■ WHAT YOU SHOULD DO: In the data below, locate each line with the word "above" and list it.

■ INFORMATION SHOWN:
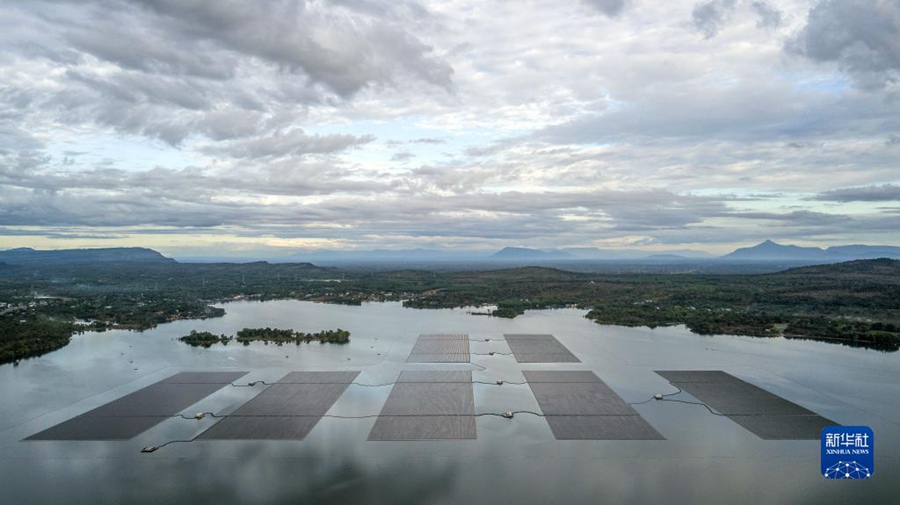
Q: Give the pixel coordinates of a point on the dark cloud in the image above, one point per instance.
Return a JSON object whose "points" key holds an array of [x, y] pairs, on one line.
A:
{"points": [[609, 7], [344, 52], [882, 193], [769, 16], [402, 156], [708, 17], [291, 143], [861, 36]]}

---

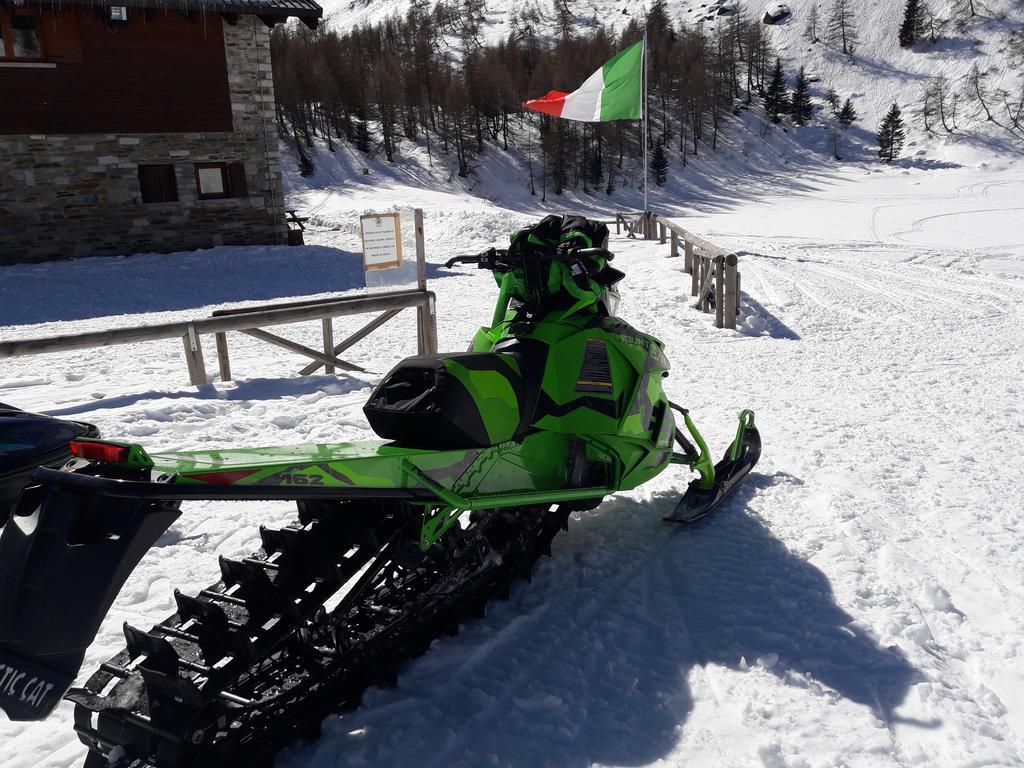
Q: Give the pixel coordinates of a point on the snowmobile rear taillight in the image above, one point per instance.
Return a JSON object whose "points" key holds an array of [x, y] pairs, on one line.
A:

■ PROBLEM SOLUTION:
Q: Give the pixel coordinates of a point on the dark cloud in the image above, one point per instance.
Q: Give the pixel coordinates of a point on the snowmobile rear taillight in the image above, one point per instance.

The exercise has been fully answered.